## Provided text
◆ ◆ ◆

Comment by deepsun
10 hours ago
> Fundamentally, this was google's fault
Or yours, for not caring about 2FA. It's been a common practice for many years, and strongly recommended by most identity services, as well as OWASP and NIST recommendations.
What would you do in Google's place?
I have the same issue. At the time I created the account that I'm locked out of, Google said nothing about these "recovery" email addresses as 2FA. Years passed without any notice that maybe they were going to lock me out of an account I have the password for. No notice that I had better have access to that "recovery" email address that I hadn't bothered to keep up to date because I never thought I'd need to "recover" the account from Google. (In my case, it's an old .edu email address that I was promised "for life".)
If Google wanted to lock me out of my account for my own good until I enabled 2FA, fine. But as GP stated, they abused the recovery email addresses to force 2FA on people and ended up locking some people out of their accounts.
> No notice that I had better have access to that "recovery" email address that I hadn't bothered to keep up to date
The rest of your complaints make sense but this one is bizarre. It's a recovery email, isn't having access to it the entire point? Like what else did you think it was supposed to be there for beside being accessible?

◆ ◆ ◆

## What you need to do
1) Retype the part of the Google recovery-email thread that opens with the words containing "Comment by deepsun" and closes with "and NIST recommendations.", keeping every character unchanged.
2) Write what comes next in the Google recovery-email thread, picking up right after its final sentence.
The records after this point aren't needed.

## Entries shown

◆ ◆ ◆

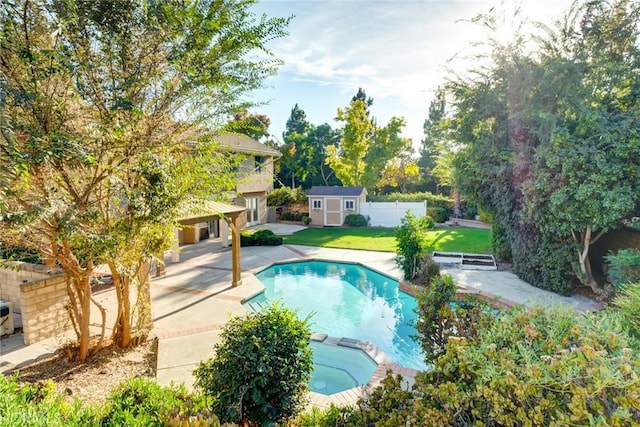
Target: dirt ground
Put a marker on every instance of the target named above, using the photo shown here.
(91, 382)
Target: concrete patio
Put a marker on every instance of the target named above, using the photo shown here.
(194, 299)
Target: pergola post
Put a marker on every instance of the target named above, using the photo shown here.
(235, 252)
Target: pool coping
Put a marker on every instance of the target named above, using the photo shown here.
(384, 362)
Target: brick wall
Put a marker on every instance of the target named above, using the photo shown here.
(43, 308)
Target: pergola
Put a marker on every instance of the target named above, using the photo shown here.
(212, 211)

◆ ◆ ◆

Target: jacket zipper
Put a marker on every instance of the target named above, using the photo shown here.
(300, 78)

◆ ◆ ◆

## Written answers
1)
Comment by deepsun
10 hours ago
> Fundamentally, this was google's fault
Or yours, for not caring about 2FA. It's been a common practice for many years, and strongly recommended by most identity services, as well as OWASP and NIST recommendations.

2)
Google clearly misused it for something else, and you have a strong argument they shouldn't have. This one sentence just needlessly weakens the argument.
The point is that an or relationship was silently converted into an and relationship, which is a _very_ different relationship between two factors.
I never expected to need to recover the account because I used a strong password stored in a password manager that I had adequately secured and backed up.
> old .edu email address that I was promised "for life"
Best treat all org controlled email address as temporary.
Not add 2fa automatically, but instead prompt with options to add it.
This probably doesn't comply with the relevant recommendations, but cutting a user of from their email is worse in my opinion.
I'm sure Google prompted author for years begging to turn the 2FA on, as well as warning that they will enforce it on day X. Author ignored them all.
That doesn't make forcing it any less wrong.
Why is 2FA so critical it’s worth proactively breaking the user? What’s the even more bad thing that would (not could) happen to the user if 2FA was not enabled?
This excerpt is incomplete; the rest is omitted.